→ SOURCE TEXT:
--*--
So your GraphQL APIs and REST API kind of exist together. REST API is just your legacy system, and then GraphQL API is where you build all of your new technologies, your new business logic. So they both kind of live together.

For us, while we were adopting GraphQL, we had a few different options of plugging in GraphQL, and here are some of them. So we thought that we could start by converting our existing APIs into GraphQL and maybe do it one step at a time, one endpoint at a time. Another approach we thought was perhaps we could convert everything new that we're building into GraphQL APIs, and so we'd build these as standalone APIs, and this was especially useful for applications that are going to be powering UI front-end, like UI layers.
--*--
→ MATERIAL SUPPLIED:
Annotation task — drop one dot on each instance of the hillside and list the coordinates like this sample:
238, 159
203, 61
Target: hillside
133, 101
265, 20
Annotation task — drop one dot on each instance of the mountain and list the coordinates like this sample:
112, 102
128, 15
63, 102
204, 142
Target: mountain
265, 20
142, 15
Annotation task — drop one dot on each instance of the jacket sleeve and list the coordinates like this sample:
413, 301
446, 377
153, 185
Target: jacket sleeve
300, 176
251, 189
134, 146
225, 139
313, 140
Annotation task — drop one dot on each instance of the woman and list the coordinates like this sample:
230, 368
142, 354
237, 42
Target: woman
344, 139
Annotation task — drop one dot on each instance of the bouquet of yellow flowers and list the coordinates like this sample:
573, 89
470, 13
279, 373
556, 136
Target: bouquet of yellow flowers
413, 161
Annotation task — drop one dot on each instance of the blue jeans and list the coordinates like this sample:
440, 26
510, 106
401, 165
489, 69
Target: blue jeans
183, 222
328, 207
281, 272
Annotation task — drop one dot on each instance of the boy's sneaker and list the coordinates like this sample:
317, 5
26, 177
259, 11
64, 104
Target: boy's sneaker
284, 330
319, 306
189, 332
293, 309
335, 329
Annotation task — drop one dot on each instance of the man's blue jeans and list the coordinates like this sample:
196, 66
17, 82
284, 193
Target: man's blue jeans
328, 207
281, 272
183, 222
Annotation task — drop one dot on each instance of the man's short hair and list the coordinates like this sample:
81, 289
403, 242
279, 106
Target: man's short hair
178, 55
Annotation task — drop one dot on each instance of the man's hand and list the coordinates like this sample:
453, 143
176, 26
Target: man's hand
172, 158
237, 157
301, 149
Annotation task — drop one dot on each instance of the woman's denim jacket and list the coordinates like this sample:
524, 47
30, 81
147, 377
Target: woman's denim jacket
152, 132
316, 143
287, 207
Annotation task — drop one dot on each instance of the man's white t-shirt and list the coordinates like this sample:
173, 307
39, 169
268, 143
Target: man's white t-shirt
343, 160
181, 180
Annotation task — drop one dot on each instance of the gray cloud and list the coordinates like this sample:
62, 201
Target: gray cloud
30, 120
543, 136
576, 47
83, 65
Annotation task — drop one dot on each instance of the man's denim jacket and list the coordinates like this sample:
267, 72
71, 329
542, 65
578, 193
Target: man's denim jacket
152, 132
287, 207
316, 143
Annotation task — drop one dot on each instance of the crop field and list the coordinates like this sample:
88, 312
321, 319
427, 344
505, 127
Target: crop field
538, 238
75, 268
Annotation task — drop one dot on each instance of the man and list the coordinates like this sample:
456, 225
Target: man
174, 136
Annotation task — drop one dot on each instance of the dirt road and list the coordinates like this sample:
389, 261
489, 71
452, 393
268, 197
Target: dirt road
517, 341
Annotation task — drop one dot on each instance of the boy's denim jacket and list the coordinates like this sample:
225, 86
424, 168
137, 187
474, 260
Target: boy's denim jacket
--*--
→ TASKS FOR THIS EXERCISE:
(A) Retype the stretch of the GraphQL text from "For us, while" through "like UI layers.".
(B) Condense the paragraph of the GraphQL text that begins "For us, while we were adopting GraphQL" into a short bulleted list that keeps its main facts.
The records aren't needed for any of this work.

→ RESPONSES TO THE TASKS:
(A)
For us, while we were adopting GraphQL, we had a few different options of plugging in GraphQL, and here are some of them. So we thought that we could start by converting our existing APIs into GraphQL and maybe do it one step at a time, one endpoint at a time. Another approach we thought was perhaps we could convert everything new that we're building into GraphQL APIs, and so we'd build these as standalone APIs, and this was especially useful for applications that are going to be powering UI front-end, like UI layers.

(B)
- While adopting GraphQL, the team considered a few ways of plugging it in.
- One option was converting existing APIs into GraphQL gradually, one endpoint at a time.
- Another was building everything new as standalone GraphQL APIs, which was especially useful for applications powering UI front-end layers.